**EXERCISE AIM**
In your output, repeat each entry exactly and include no pictures.

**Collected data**
-.-.-

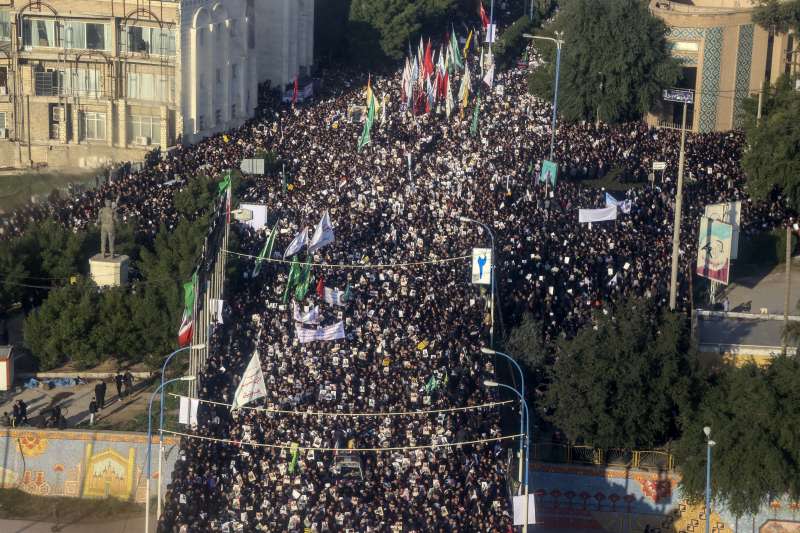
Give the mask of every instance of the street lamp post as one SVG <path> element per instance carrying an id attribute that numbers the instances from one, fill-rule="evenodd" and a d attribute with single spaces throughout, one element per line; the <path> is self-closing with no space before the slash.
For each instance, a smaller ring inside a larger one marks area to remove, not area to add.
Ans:
<path id="1" fill-rule="evenodd" d="M 675 191 L 675 220 L 672 226 L 672 270 L 669 278 L 669 308 L 675 310 L 678 300 L 678 256 L 681 246 L 681 207 L 683 205 L 683 164 L 686 147 L 686 110 L 694 103 L 694 91 L 688 89 L 664 89 L 664 100 L 683 103 L 681 122 L 681 153 L 678 156 L 678 188 Z"/>
<path id="2" fill-rule="evenodd" d="M 167 365 L 169 364 L 170 360 L 173 357 L 175 357 L 176 355 L 185 350 L 189 349 L 202 350 L 205 347 L 206 347 L 205 344 L 194 344 L 194 345 L 190 344 L 189 346 L 178 348 L 177 350 L 169 354 L 167 358 L 164 360 L 164 364 L 161 366 L 161 386 L 159 387 L 159 389 L 161 389 L 161 403 L 159 404 L 159 414 L 158 414 L 159 430 L 163 429 L 164 427 L 164 376 L 166 375 L 167 372 Z M 163 458 L 164 458 L 164 434 L 161 431 L 159 431 L 158 432 L 158 490 L 156 491 L 156 499 L 158 500 L 158 503 L 156 504 L 157 516 L 161 516 L 161 465 L 163 463 Z"/>
<path id="3" fill-rule="evenodd" d="M 194 381 L 196 378 L 194 376 L 182 376 L 179 378 L 170 379 L 169 381 L 162 383 L 158 386 L 158 388 L 153 391 L 153 394 L 150 396 L 150 401 L 147 404 L 147 478 L 145 482 L 145 501 L 144 501 L 144 532 L 150 533 L 150 457 L 152 451 L 152 444 L 153 444 L 153 400 L 156 398 L 161 390 L 173 383 L 175 381 Z M 161 484 L 161 479 L 158 480 L 158 483 Z"/>
<path id="4" fill-rule="evenodd" d="M 558 79 L 561 74 L 561 46 L 564 44 L 564 32 L 555 32 L 555 37 L 544 37 L 541 35 L 531 35 L 523 33 L 522 36 L 526 39 L 539 39 L 541 41 L 553 41 L 556 44 L 556 80 L 555 87 L 553 88 L 553 118 L 550 131 L 550 161 L 553 160 L 553 151 L 556 142 L 556 112 L 558 111 Z"/>
<path id="5" fill-rule="evenodd" d="M 522 533 L 528 533 L 528 472 L 530 471 L 530 467 L 528 465 L 528 449 L 530 448 L 530 437 L 531 437 L 530 426 L 529 426 L 530 421 L 528 419 L 528 402 L 525 401 L 525 397 L 520 395 L 519 391 L 514 387 L 509 387 L 508 385 L 505 385 L 503 383 L 498 383 L 490 379 L 485 380 L 483 384 L 486 385 L 487 387 L 492 387 L 492 388 L 500 387 L 503 389 L 508 389 L 514 392 L 514 394 L 516 394 L 517 396 L 519 396 L 519 400 L 522 403 L 522 413 L 523 413 L 522 420 L 523 423 L 525 424 L 525 432 L 524 432 L 525 478 L 523 482 L 523 484 L 525 485 L 525 501 L 523 503 L 523 513 L 525 514 L 525 519 L 522 522 Z M 520 456 L 522 455 L 522 447 L 523 447 L 523 441 L 520 440 Z"/>
<path id="6" fill-rule="evenodd" d="M 492 272 L 491 272 L 492 279 L 491 279 L 491 289 L 490 289 L 492 295 L 491 295 L 491 302 L 489 303 L 489 312 L 491 313 L 490 326 L 489 326 L 489 344 L 491 346 L 494 346 L 494 299 L 495 299 L 494 265 L 497 262 L 497 254 L 495 253 L 494 249 L 494 233 L 492 233 L 492 230 L 489 228 L 489 226 L 478 220 L 473 220 L 465 216 L 458 217 L 458 220 L 460 220 L 461 222 L 471 222 L 485 229 L 489 233 L 489 239 L 491 240 L 492 243 Z"/>
<path id="7" fill-rule="evenodd" d="M 517 371 L 519 372 L 519 379 L 520 379 L 520 392 L 519 392 L 519 394 L 520 394 L 520 396 L 522 396 L 524 398 L 525 397 L 525 374 L 522 373 L 522 368 L 520 368 L 519 364 L 517 364 L 517 362 L 514 360 L 514 358 L 511 357 L 510 355 L 508 355 L 507 353 L 498 352 L 496 350 L 490 350 L 489 348 L 481 348 L 481 352 L 485 353 L 487 355 L 501 355 L 501 356 L 505 357 L 506 359 L 508 359 L 509 361 L 511 361 L 511 363 L 517 368 Z M 521 409 L 521 406 L 520 406 L 520 409 Z M 519 423 L 519 433 L 520 433 L 520 435 L 525 433 L 525 423 L 526 423 L 525 420 L 523 420 L 521 418 L 521 416 L 522 416 L 522 413 L 520 412 L 520 421 L 519 421 L 520 422 Z M 522 437 L 520 436 L 520 444 L 521 443 L 522 443 Z M 522 446 L 520 446 L 518 479 L 519 479 L 519 488 L 520 488 L 520 491 L 522 491 Z"/>
<path id="8" fill-rule="evenodd" d="M 716 444 L 711 440 L 711 428 L 703 428 L 706 434 L 706 533 L 711 531 L 711 447 Z"/>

-.-.-

**TASK ANSWER**
Give the mask of every instance of the street lamp post as one SVG <path> element per instance carrying an id attribute that numbers the instances from one, fill-rule="evenodd" and a d attribute with single spaces throughout, one element per line; the <path> is self-closing with no space before the slash.
For each instance, a smaller ring inside a larger one marks area to remove, not area to add.
Ans:
<path id="1" fill-rule="evenodd" d="M 675 191 L 675 220 L 672 226 L 672 270 L 669 278 L 669 308 L 675 310 L 678 300 L 678 256 L 681 246 L 681 207 L 683 205 L 683 164 L 686 147 L 686 110 L 694 103 L 694 91 L 688 89 L 664 89 L 664 100 L 683 103 L 681 122 L 681 153 L 678 156 L 678 188 Z"/>
<path id="2" fill-rule="evenodd" d="M 167 365 L 169 364 L 170 360 L 173 357 L 175 357 L 176 355 L 185 350 L 189 349 L 202 350 L 205 347 L 206 347 L 205 344 L 194 344 L 194 345 L 190 344 L 189 346 L 178 348 L 177 350 L 169 354 L 167 358 L 164 360 L 164 364 L 161 366 L 161 386 L 159 387 L 159 389 L 161 389 L 161 403 L 159 404 L 159 414 L 158 414 L 159 430 L 163 429 L 164 427 L 164 376 L 166 375 L 167 372 Z M 163 458 L 164 458 L 164 434 L 161 431 L 159 431 L 158 432 L 158 490 L 156 491 L 156 499 L 158 500 L 158 503 L 156 504 L 157 516 L 161 516 L 161 465 L 163 463 Z"/>
<path id="3" fill-rule="evenodd" d="M 194 381 L 196 378 L 194 376 L 182 376 L 179 378 L 170 379 L 169 381 L 162 383 L 158 386 L 158 388 L 153 391 L 153 394 L 150 396 L 150 401 L 147 404 L 147 478 L 145 482 L 145 501 L 144 501 L 144 532 L 150 533 L 150 457 L 152 451 L 152 444 L 153 444 L 153 400 L 156 398 L 161 390 L 173 383 L 175 381 Z M 161 484 L 161 479 L 158 480 L 158 483 Z"/>
<path id="4" fill-rule="evenodd" d="M 558 79 L 561 74 L 561 46 L 564 44 L 564 32 L 555 32 L 555 37 L 544 37 L 541 35 L 531 35 L 523 33 L 522 36 L 526 39 L 539 39 L 541 41 L 553 41 L 556 44 L 556 80 L 555 87 L 553 88 L 553 118 L 550 131 L 550 161 L 553 160 L 553 151 L 556 142 L 556 112 L 558 111 Z"/>
<path id="5" fill-rule="evenodd" d="M 522 533 L 528 533 L 528 472 L 530 471 L 530 467 L 528 465 L 528 449 L 530 448 L 530 437 L 531 437 L 530 426 L 529 426 L 530 421 L 528 419 L 528 402 L 525 401 L 525 397 L 520 395 L 519 391 L 514 387 L 509 387 L 508 385 L 505 385 L 503 383 L 498 383 L 490 379 L 485 380 L 483 384 L 486 385 L 487 387 L 492 387 L 492 388 L 500 387 L 503 389 L 508 389 L 514 392 L 514 394 L 516 394 L 517 396 L 519 396 L 519 400 L 522 403 L 522 413 L 523 413 L 522 420 L 523 423 L 525 424 L 525 432 L 524 432 L 525 478 L 523 482 L 523 484 L 525 485 L 525 501 L 523 503 L 523 513 L 525 514 L 525 519 L 522 522 Z M 520 456 L 522 455 L 522 447 L 523 447 L 523 441 L 520 440 Z"/>
<path id="6" fill-rule="evenodd" d="M 492 272 L 491 272 L 492 279 L 491 279 L 491 289 L 490 289 L 492 295 L 491 295 L 491 302 L 489 303 L 489 312 L 491 313 L 490 326 L 489 326 L 489 344 L 491 346 L 494 346 L 494 299 L 495 299 L 494 265 L 497 262 L 497 254 L 495 253 L 494 249 L 494 233 L 492 233 L 492 230 L 489 228 L 489 226 L 478 220 L 473 220 L 465 216 L 458 217 L 458 220 L 460 220 L 461 222 L 471 222 L 485 229 L 489 233 L 489 239 L 491 240 L 492 243 Z"/>
<path id="7" fill-rule="evenodd" d="M 517 371 L 519 372 L 519 379 L 520 379 L 520 392 L 519 392 L 519 394 L 520 394 L 520 396 L 522 396 L 524 398 L 525 397 L 525 374 L 522 373 L 522 368 L 520 368 L 519 364 L 517 364 L 517 362 L 514 360 L 514 358 L 511 357 L 510 355 L 508 355 L 507 353 L 498 352 L 496 350 L 490 350 L 489 348 L 481 348 L 481 352 L 485 353 L 487 355 L 501 355 L 501 356 L 505 357 L 506 359 L 508 359 L 509 361 L 511 361 L 511 363 L 517 368 Z M 521 409 L 521 406 L 520 406 L 520 409 Z M 519 423 L 519 433 L 520 433 L 520 435 L 525 433 L 525 423 L 526 423 L 525 420 L 523 420 L 521 418 L 521 416 L 522 416 L 522 413 L 520 412 L 520 421 L 519 421 L 520 422 Z M 522 437 L 520 436 L 520 444 L 521 443 L 522 443 Z M 522 446 L 520 446 L 518 479 L 519 479 L 519 488 L 520 488 L 520 491 L 522 491 Z"/>
<path id="8" fill-rule="evenodd" d="M 716 444 L 711 440 L 711 428 L 703 428 L 706 434 L 706 533 L 711 531 L 711 447 Z"/>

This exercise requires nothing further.